» Provided text
Health risk assessments (HRA) are sometimes offered as part of the wellness plan. An HRA is an analysis of information collected (questionnaire and/or biological measurements) from an individual that identifies health risk factors, provides recommendations to promote health, and/or prevent disease. There are many wellness and prevention services available such as stop smoking, weight management, healthy nutrition, walking, stress management programs to fit any budget.

photo_money_compass.jpg

Commitment and engagement is needed to encourage participation. The International Foundation of Employee Benefits (IFEB) May 2011 Survey found that approximately 38% of the respondents have adopted or expanded (or plan to adopt or expand) their use of financial incentives to encourage healthy behavior. For example, some employers provide discounts on the group health plan premiums in exchange for wellness program participation.
Discuss this with your consultant or TPA to find the best program to fit your plan.

Summary:  As health care costs continue to rise and regulatory compliance becomes more complex, most employers have gone through the “wait and see” phase, and are looking for ways to reduce health plan costs now more than ever. The trend shows that self-funding for small employers is growing. There are other factors for a small employer to consider self-funding, but getting a basic understanding on managing the 5 factors discussed is a start. This overview provides employers with possible cost-containment solutions in their particular plan(s). Managing these factors will keep the plan compliant, contribute to a healthier work force and productivity, give the employer peace of mind through stop loss placement, and optimize health plan savings.


HHS Announces Proposed Rule for Exchanges

On July 11, the Department of Health and Human Services (HHS) released proposed regulations for the establishment of Exchanges as stated by the Patient Protection and Affordable Care Act (PPACA).

The proposed regulations include:

• The federal requirements that states must meet if they decide to establish and operate an Exchange

• The minimum requirements for health insurance carriers to participate in an Exchange and offer Qualified Health Plans (QHP)

• The minimum standards for employers to participate in the Small Business Health Options Program (SHOP)

• By law, Exchange plans must be approved by HHS no later than January 1, 2013 but the proposed rule allows for conditional approval if the State is advanced in its preparation but cannot demonstrate complete readiness by the date.

 • States may develop an Exchange in partnership with the federal government to take advantage of the system structure being developed for the federal Exchange.

Comments on this proposed rule are due by September 28, 2011, and all Exchange regulations are expected to be finalized by mid-2012.

Not covered in this proposed regulation are questions regarding the following:

• The process for eligibility determinations for Exchanges, premium tax credits; cost-sharing reduction and other public programs along with appeals for those determinations;

• Standards with respect to ongoing Federal oversight of Exchanges and actions necessary to ensure their financial integrity;

• Benefit design standards for qualified health plans, including essential health benefits and calculations of actuarial value;

• Quality date reporting requirements; and

• Standards outlining the Exchange process for issuing certificates of exemption from the individual responsibility requirement.

The Administration plans on releasing proposed rules on these topics on a rolling basis.

For more information on Exchanges, including fact sheets, visit http://www.healthcare.gov/exchanges for information and FAQs on Exchanges. HHS will continue to accept public comment on the proposed rules over the next 75 days to learn from states, consumers, and other stakeholders how the rules can be improved and HHS will modify these proposals based on feedback. To facilitate that public comment process, HHS will convene a series of regional listening sessions and meetings.

» Record excerpts
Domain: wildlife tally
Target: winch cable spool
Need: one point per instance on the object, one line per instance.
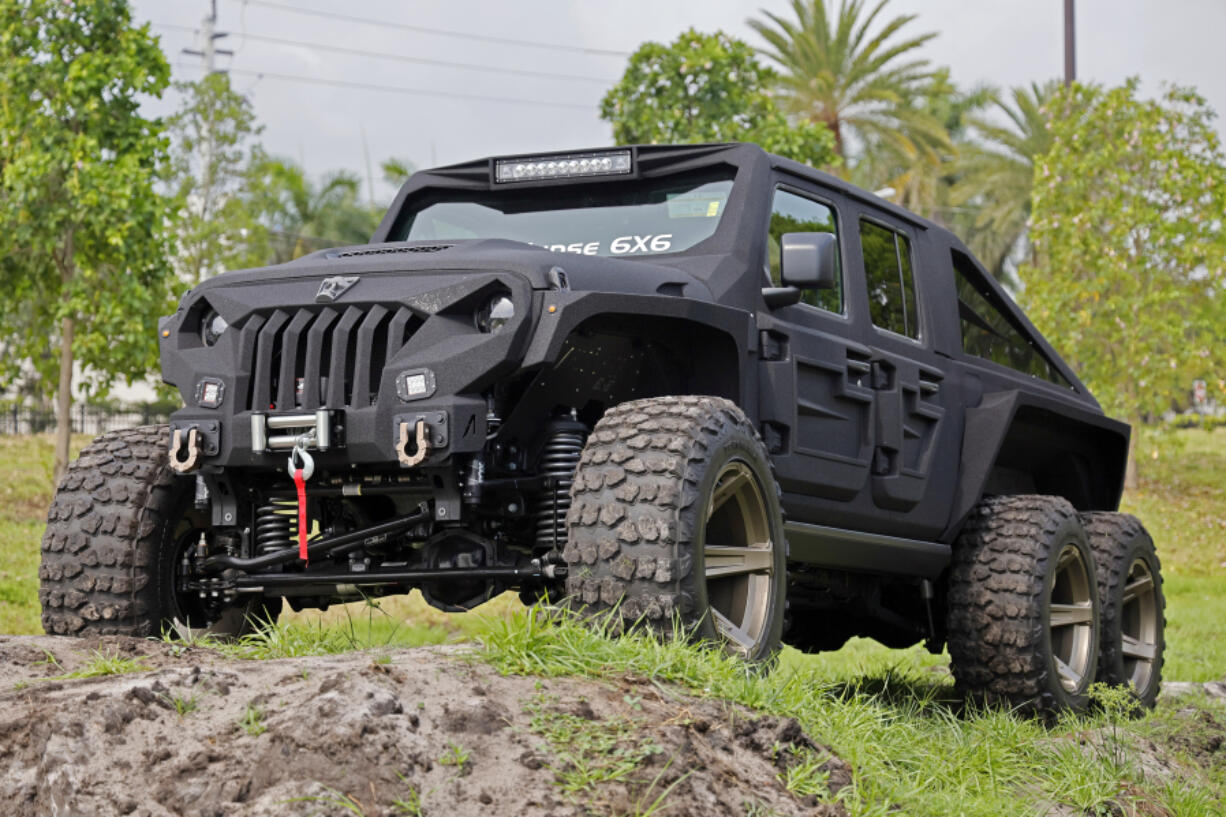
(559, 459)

* * *

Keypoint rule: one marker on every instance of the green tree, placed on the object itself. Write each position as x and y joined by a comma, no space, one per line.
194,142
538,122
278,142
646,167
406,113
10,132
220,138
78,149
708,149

» Exercise
Reproduce verbatim the passage of the health plan article starting at "Summary:  As health" and ending at "health plan savings.". The listing has no connection to the health plan article.

» Response area
Summary:  As health care costs continue to rise and regulatory compliance becomes more complex, most employers have gone through the “wait and see” phase, and are looking for ways to reduce health plan costs now more than ever. The trend shows that self-funding for small employers is growing. There are other factors for a small employer to consider self-funding, but getting a basic understanding on managing the 5 factors discussed is a start. This overview provides employers with possible cost-containment solutions in their particular plan(s). Managing these factors will keep the plan compliant, contribute to a healthier work force and productivity, give the employer peace of mind through stop loss placement, and optimize health plan savings.